### Problem statement
Gather every line in the records below that contains the string "following", and copy each of those lines in full. Case counts, so a line matches only if the capitalization is the same.

### Task material
────────────────────────────────────────
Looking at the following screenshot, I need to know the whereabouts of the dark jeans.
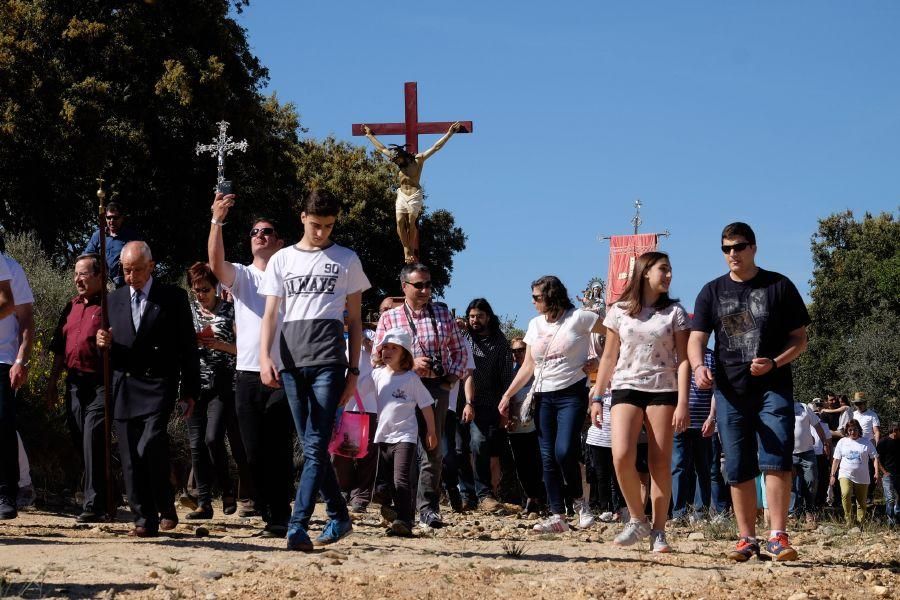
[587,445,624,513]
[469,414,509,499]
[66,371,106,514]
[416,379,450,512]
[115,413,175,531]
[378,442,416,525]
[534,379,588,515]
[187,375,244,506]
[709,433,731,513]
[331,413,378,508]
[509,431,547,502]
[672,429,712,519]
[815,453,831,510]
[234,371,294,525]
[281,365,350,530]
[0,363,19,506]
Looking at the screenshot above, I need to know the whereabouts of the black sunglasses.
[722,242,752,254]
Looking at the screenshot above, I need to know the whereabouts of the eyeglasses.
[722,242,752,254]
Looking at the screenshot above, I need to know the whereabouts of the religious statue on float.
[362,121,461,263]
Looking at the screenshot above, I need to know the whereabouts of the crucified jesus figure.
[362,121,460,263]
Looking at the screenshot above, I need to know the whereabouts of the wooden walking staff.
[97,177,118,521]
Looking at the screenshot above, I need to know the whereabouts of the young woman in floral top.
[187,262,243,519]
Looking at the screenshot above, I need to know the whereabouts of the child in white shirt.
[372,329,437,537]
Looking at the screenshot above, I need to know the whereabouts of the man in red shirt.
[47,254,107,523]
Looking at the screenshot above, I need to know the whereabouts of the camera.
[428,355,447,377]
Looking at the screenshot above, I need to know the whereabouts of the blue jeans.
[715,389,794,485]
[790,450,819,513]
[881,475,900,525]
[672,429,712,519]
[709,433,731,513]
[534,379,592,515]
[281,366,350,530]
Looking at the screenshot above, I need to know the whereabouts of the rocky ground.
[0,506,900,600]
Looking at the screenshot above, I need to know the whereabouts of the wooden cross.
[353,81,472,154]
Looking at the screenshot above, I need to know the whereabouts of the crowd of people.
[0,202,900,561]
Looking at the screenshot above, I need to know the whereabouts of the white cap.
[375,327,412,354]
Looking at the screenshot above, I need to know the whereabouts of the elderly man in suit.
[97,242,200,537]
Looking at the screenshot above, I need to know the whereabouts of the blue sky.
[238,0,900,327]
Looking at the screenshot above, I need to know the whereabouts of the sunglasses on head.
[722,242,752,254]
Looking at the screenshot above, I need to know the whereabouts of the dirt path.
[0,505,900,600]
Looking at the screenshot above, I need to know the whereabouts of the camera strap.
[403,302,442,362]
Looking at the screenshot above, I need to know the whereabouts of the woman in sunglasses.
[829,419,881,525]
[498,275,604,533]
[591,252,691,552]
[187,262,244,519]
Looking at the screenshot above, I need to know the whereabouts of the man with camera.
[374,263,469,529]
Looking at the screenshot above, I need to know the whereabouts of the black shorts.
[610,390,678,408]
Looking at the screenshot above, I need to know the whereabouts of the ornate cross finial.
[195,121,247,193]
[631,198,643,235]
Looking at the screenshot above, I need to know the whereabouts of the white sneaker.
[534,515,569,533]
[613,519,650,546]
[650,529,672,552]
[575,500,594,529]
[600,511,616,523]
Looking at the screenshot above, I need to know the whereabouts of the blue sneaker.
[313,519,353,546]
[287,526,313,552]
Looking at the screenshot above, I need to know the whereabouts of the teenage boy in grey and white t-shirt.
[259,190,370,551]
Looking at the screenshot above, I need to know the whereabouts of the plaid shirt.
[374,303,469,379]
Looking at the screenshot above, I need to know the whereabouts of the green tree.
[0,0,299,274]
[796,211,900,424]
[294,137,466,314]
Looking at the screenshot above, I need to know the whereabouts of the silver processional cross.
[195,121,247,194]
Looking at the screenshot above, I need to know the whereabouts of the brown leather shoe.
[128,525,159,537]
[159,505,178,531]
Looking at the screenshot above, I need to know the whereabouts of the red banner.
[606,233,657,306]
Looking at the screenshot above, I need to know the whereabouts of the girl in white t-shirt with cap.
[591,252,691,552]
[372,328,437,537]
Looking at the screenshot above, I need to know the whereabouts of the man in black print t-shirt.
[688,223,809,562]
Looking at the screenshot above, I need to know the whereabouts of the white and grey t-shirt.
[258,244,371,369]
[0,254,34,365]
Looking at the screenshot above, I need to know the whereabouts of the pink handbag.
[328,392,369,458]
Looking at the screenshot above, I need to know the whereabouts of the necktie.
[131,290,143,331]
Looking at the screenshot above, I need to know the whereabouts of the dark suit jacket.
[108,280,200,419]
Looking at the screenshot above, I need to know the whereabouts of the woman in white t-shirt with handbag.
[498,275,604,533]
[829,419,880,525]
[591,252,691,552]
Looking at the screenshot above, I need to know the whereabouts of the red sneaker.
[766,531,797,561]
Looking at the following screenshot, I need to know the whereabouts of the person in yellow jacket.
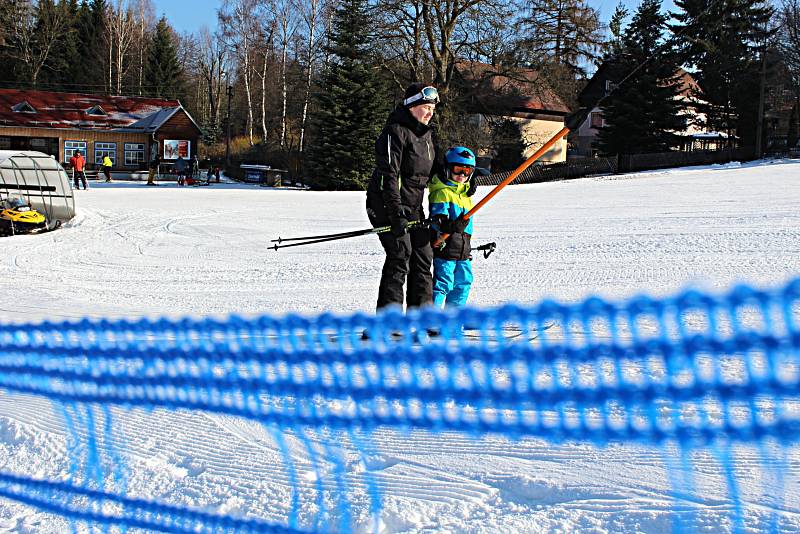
────────────────────────────────────────
### Answer to this problem
Looking at the following screenshot, I need to know the whereabouts of the dark jeans.
Looking at the following screenshot, I need to know the whereabouts of the person in yellow jacket.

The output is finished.